### WHAT TO WORK ON
Every record below should be printed exactly as given.

------------------------

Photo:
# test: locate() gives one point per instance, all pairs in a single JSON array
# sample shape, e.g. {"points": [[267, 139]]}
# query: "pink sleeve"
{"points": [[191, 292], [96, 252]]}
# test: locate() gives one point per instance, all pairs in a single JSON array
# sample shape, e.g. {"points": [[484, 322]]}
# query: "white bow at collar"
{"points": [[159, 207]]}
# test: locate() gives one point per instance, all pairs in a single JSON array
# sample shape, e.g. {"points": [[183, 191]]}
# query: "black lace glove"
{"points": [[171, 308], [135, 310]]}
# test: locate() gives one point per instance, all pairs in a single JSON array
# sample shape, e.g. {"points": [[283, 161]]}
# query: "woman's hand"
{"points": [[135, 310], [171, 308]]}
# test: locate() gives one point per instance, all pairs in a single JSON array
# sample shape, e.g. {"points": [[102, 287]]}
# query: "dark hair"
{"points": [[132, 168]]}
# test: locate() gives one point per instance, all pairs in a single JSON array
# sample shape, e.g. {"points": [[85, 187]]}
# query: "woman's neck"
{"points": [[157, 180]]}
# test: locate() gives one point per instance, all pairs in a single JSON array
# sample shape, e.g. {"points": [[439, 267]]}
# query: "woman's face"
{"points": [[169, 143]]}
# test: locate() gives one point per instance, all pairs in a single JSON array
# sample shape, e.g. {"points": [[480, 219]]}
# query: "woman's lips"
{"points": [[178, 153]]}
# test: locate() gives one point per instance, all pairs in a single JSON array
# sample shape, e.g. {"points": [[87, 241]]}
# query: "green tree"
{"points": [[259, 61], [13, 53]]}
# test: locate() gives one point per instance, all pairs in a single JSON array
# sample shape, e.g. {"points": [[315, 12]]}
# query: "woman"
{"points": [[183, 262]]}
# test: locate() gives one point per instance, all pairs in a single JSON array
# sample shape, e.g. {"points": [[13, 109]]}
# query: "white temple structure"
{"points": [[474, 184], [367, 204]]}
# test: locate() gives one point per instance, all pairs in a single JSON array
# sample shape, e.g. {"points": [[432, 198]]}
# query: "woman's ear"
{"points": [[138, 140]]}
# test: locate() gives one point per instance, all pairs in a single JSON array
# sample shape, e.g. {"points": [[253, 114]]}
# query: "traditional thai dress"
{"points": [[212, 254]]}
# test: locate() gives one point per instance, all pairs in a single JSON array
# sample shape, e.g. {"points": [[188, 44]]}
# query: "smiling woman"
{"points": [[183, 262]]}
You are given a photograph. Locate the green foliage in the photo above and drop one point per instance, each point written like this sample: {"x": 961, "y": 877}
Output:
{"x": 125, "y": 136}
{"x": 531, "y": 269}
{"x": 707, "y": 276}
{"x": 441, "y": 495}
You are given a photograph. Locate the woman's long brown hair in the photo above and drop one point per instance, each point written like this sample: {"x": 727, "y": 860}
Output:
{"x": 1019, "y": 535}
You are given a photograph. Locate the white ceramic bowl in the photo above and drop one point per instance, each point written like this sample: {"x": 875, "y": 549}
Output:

------------------------

### RESULT OF THIS TASK
Photo:
# test: locate() gives one point per instance, all pairs in a single JSON array
# sample shape, e.g. {"points": [[267, 139]]}
# query: "pink sleeve"
{"points": [[191, 292], [96, 252]]}
# test: locate() gives one point per instance, all pairs in a single JSON array
# sample shape, e.g. {"points": [[484, 322]]}
# query: "white bow at collar"
{"points": [[159, 207]]}
# test: locate() gives one point per instance, all pairs in a single JSON array
# sample shape, e.g. {"points": [[183, 191]]}
# query: "black lace glove"
{"points": [[171, 308], [135, 310]]}
# test: locate() gives one point per instance, all pairs in a single JSON array
# sample shape, e.g. {"points": [[283, 161]]}
# query: "woman's hand"
{"points": [[135, 310], [171, 308]]}
# test: locate() gives one point per instance, all pairs in a single JSON array
# sample shape, e.g. {"points": [[102, 287]]}
# query: "dark hair"
{"points": [[132, 168]]}
# test: locate() gives one point per instance, all pairs in a single JSON array
# sample shape, e.g. {"points": [[85, 187]]}
# query: "woman's neck"
{"points": [[157, 180]]}
# test: locate() gives one point per instance, all pairs in a single JSON array
# sample shape, e.g. {"points": [[439, 267]]}
# query: "woman's face"
{"points": [[169, 143]]}
# test: locate() gives one point per instance, all pairs in a single JSON array
# sample shape, e.g. {"points": [[480, 219]]}
# query: "woman's lips"
{"points": [[178, 153]]}
# test: locate() gives one point per instance, all pairs in a single JSON array
# sample shape, e.g. {"points": [[87, 241]]}
# query: "green tree"
{"points": [[259, 61], [13, 53]]}
# test: locate() gives one point per instance, all pairs in a single JSON array
# sample shape, e.g. {"points": [[315, 12]]}
# query: "woman"
{"points": [[183, 262]]}
# test: locate() gives one point per instance, all pairs in a single JSON array
# sample shape, e.g. {"points": [[13, 109]]}
# query: "white temple structure"
{"points": [[474, 184], [367, 204]]}
# test: locate() gives one point per instance, all pairs in a single JSON array
# sample shape, e.g. {"points": [[432, 198]]}
# query: "woman's ear"
{"points": [[138, 140]]}
# test: locate() gives one point per instance, all pairs in a single JSON array
# sample shape, e.g. {"points": [[253, 114]]}
# query: "traditional thai dress"
{"points": [[212, 254]]}
# test: locate() gives one point per instance, all pairs in a single JSON array
# sample shape, e.g. {"points": [[188, 44]]}
# query: "smiling woman"
{"points": [[183, 262]]}
You are given a photograph. Locate the green foliage in the photo above and drop one point per instance, each point written like this sample: {"x": 961, "y": 877}
Output:
{"x": 125, "y": 136}
{"x": 531, "y": 269}
{"x": 707, "y": 276}
{"x": 441, "y": 495}
You are given a photograph. Locate the woman's long brown hair in the photo above and drop one point per instance, each point written like this sample: {"x": 727, "y": 860}
Output:
{"x": 1019, "y": 535}
You are given a photograph. Locate the white ceramic bowl in the photo above and drop one point per instance, each point written like this sample: {"x": 875, "y": 549}
Output:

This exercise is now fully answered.